YOUR GOAL = Repeat the lines of the listing below exactly, starting at the line that contains "lapel in the photo above." and running through the last line, both included, and only those.

=== DATA RECORDS ===

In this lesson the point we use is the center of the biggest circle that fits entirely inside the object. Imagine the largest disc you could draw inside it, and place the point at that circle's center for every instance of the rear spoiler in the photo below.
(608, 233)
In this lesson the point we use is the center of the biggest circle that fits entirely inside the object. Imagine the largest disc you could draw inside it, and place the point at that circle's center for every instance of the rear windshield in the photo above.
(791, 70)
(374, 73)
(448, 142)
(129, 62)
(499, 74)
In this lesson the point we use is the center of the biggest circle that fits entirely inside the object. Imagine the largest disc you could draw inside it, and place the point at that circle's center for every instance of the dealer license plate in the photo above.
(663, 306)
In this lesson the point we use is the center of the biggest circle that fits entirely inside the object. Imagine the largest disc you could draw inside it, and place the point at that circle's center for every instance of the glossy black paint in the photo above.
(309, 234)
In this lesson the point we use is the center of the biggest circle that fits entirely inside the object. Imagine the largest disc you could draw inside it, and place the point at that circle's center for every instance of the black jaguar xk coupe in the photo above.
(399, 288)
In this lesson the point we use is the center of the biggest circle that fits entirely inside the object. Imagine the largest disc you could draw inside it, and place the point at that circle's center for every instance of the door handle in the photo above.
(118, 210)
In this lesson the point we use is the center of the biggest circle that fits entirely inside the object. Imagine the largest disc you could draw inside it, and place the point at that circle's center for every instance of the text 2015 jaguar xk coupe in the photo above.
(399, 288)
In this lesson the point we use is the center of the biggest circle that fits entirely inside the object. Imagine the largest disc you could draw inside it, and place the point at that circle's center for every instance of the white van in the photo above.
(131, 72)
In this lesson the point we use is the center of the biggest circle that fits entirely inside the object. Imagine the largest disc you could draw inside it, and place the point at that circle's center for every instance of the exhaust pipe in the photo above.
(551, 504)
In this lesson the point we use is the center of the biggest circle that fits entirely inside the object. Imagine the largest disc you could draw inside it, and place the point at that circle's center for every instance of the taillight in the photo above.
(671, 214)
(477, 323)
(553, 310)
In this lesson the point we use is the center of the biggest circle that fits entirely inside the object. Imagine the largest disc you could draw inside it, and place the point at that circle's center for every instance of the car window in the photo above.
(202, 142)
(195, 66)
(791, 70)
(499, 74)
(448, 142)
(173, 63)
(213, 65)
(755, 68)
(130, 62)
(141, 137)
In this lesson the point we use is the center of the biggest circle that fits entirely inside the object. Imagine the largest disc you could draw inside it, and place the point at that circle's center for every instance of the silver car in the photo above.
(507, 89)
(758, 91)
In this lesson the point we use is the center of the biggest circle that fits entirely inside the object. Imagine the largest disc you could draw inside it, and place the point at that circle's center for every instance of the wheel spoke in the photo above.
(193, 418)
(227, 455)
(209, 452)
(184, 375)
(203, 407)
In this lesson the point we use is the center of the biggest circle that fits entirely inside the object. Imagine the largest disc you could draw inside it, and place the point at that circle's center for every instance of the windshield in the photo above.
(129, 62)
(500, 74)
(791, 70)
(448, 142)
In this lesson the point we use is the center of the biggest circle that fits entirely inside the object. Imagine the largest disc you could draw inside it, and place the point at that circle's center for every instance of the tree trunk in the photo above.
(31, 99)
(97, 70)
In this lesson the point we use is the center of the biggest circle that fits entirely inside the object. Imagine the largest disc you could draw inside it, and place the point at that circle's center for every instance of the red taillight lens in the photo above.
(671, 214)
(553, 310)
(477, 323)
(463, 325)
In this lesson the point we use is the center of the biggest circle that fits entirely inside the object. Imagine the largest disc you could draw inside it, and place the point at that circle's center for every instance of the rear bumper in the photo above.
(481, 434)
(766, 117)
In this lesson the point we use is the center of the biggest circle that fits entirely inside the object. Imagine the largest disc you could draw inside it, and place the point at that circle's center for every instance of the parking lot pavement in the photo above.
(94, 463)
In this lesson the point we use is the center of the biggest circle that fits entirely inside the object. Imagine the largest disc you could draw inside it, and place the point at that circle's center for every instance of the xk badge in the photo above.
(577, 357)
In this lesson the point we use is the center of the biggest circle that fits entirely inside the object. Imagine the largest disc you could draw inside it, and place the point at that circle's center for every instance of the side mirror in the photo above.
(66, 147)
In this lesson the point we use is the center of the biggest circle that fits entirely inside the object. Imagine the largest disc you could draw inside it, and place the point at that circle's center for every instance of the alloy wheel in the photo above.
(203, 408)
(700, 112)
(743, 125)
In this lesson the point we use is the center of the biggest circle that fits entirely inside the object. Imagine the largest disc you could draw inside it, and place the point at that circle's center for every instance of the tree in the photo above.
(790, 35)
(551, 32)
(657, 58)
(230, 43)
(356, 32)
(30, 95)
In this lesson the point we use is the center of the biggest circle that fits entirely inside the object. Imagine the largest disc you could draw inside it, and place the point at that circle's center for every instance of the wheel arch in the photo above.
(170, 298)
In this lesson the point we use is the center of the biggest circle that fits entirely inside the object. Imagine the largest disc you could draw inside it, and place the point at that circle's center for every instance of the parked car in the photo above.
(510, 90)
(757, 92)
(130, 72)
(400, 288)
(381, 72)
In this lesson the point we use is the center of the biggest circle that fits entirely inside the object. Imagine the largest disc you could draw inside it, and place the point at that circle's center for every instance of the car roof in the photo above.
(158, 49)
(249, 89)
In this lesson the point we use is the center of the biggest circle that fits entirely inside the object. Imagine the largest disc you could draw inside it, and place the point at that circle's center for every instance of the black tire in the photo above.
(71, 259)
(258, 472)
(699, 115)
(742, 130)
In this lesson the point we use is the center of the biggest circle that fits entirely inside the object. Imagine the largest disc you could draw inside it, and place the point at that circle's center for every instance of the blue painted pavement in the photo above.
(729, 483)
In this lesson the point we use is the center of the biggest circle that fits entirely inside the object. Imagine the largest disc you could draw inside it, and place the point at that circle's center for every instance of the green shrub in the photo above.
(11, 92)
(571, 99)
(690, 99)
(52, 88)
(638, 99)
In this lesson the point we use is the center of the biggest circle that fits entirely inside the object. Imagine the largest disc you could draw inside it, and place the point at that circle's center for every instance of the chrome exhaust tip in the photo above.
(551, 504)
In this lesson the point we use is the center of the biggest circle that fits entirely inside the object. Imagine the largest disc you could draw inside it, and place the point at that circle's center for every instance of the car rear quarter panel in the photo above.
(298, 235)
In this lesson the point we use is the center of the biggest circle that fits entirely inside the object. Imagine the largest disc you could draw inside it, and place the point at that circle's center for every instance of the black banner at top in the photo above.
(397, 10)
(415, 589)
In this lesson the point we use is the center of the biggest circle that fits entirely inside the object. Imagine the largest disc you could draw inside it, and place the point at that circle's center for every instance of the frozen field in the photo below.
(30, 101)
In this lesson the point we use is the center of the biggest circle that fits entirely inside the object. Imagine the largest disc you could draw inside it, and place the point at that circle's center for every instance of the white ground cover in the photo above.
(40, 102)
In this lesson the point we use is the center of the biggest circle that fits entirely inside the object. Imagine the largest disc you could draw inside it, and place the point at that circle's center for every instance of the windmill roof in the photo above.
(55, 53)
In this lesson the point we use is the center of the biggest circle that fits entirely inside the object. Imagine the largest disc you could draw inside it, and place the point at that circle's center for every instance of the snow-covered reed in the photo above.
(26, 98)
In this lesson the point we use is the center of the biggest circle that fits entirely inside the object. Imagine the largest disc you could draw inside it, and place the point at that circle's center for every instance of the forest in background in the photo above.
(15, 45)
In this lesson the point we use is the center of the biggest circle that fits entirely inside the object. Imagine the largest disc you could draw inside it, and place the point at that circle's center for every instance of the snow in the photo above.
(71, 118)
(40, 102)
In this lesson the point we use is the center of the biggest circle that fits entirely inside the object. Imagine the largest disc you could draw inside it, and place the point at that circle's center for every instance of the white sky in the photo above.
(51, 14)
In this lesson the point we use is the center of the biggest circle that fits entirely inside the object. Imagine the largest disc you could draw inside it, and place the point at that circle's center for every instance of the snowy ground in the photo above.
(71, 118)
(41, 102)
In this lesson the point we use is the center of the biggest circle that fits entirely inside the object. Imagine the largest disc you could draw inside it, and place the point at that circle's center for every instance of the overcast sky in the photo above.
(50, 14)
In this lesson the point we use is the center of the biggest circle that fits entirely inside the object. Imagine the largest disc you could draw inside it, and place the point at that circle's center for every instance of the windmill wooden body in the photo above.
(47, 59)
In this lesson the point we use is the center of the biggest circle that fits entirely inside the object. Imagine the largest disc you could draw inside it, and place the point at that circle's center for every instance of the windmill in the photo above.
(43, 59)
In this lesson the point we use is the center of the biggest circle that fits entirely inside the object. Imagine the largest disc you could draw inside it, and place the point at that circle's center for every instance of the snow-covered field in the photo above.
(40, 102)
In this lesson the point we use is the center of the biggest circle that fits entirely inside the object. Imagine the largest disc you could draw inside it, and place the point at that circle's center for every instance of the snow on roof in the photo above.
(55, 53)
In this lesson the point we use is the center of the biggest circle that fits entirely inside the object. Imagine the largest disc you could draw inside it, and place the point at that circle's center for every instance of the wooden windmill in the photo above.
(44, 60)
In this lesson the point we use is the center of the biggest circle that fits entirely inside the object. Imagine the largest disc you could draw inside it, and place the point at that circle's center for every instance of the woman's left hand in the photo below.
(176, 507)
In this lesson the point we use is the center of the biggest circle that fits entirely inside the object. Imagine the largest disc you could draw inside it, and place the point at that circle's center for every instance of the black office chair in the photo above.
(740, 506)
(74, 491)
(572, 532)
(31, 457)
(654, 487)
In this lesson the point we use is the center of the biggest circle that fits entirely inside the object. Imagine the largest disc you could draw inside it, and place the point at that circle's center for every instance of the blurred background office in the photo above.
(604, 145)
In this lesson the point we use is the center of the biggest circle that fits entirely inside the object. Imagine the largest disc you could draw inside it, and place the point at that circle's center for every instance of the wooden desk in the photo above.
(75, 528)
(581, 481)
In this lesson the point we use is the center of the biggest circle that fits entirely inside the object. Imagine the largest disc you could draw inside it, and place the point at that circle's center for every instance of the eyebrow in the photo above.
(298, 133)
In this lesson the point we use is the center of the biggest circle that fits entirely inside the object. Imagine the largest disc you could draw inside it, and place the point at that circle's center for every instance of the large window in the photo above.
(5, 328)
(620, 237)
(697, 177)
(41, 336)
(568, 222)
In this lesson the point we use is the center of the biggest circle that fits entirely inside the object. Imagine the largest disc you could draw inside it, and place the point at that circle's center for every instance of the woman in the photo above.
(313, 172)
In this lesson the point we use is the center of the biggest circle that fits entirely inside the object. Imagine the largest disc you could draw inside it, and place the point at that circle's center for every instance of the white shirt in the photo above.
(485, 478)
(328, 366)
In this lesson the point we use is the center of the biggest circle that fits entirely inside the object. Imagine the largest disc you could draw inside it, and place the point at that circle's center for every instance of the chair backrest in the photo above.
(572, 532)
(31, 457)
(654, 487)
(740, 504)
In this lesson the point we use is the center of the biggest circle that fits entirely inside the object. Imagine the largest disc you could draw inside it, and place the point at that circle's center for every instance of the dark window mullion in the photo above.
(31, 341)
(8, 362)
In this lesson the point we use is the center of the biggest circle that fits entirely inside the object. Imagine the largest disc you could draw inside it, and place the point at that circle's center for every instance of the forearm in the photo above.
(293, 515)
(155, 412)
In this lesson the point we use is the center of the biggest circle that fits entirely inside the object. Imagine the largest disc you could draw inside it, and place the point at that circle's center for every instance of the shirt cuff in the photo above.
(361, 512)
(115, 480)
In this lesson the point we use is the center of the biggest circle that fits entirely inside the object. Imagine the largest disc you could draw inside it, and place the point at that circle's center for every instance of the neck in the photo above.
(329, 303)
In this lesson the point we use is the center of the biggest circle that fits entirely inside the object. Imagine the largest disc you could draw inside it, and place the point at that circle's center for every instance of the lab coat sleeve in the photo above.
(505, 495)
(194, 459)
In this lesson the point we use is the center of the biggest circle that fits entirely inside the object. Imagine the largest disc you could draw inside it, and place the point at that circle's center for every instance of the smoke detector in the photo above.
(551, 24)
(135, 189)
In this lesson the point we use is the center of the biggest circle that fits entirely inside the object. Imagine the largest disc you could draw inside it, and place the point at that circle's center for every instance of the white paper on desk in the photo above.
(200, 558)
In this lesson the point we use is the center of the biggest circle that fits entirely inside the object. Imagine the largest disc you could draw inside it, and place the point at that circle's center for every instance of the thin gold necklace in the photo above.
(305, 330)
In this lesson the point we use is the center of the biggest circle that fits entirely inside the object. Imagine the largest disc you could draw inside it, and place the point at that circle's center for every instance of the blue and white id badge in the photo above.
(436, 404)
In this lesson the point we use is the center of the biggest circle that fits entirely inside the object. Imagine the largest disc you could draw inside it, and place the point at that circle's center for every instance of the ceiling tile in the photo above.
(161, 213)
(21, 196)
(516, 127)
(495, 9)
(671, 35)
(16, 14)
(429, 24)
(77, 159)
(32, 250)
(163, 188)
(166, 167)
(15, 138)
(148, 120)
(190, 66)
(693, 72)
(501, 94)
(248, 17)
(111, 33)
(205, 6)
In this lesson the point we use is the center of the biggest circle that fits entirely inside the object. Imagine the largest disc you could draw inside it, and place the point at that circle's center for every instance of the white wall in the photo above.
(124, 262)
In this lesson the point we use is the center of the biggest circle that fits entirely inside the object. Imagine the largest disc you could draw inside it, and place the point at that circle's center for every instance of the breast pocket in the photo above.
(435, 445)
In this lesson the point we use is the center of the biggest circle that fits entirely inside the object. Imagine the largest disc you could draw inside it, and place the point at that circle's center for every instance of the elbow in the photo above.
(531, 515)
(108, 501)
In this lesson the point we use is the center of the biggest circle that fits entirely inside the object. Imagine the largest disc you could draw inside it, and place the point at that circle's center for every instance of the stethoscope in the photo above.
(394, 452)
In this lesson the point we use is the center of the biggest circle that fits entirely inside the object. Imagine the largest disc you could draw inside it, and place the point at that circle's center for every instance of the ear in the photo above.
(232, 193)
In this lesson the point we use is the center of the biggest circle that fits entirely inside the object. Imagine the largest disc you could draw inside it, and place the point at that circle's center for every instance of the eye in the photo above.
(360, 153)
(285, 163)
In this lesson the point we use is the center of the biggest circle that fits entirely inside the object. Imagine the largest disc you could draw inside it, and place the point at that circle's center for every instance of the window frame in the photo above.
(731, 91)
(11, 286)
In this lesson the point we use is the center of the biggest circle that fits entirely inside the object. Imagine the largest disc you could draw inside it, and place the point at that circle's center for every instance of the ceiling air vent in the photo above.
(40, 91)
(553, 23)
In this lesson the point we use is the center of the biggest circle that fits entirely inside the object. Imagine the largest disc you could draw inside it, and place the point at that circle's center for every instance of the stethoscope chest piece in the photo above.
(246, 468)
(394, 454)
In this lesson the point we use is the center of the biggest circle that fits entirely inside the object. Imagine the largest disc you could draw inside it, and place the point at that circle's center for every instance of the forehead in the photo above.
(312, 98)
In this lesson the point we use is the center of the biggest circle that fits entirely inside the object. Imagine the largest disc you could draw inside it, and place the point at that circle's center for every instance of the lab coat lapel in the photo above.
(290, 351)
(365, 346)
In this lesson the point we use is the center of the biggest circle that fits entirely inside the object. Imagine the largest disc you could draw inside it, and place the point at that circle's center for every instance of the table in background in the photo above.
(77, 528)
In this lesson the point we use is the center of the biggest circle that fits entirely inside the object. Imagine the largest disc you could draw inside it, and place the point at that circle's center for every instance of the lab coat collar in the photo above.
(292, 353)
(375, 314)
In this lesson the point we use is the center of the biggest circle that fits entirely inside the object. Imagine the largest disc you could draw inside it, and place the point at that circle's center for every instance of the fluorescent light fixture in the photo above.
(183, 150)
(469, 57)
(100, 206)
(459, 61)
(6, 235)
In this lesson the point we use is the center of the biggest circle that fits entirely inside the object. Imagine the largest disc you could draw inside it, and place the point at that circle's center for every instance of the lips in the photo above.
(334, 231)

===

SOLUTION FOR THIS PROBLEM =
In this lesson the point we use is the center of the biggest circle that fits entirely inside the object. Imagine the largest disc you could draw inside it, and place the point at that circle's center for every instance of the lab coat lapel in the photo above.
(290, 351)
(365, 346)
In this lesson the point we use is the center of the biggest circle that fits entirely inside the object. Imagine the largest disc you could draw inside it, and place the point at that circle's center for every instance of the table in background in the photo above.
(77, 528)
In this lesson the point we use is the center of the biggest circle that fits entirely inside the object. Imagine the largest disc you could draw inside it, and place the point at that circle's center for every instance of the lab coat collar in the photo above.
(292, 353)
(375, 314)
In this lesson the point we use is the center of the biggest circle that fits entirely inside the object. Imagine the largest disc you could draw inside it, and place the point at that circle's center for every instance of the fluorescent light fixture in the photo above.
(183, 150)
(469, 57)
(100, 206)
(459, 61)
(6, 235)
In this lesson the point we use is the center of the biggest circle that fits entirely inside the object. Imagine the largest disc you could draw inside it, and place the point at that circle's center for every instance of the lips in the photo above.
(334, 231)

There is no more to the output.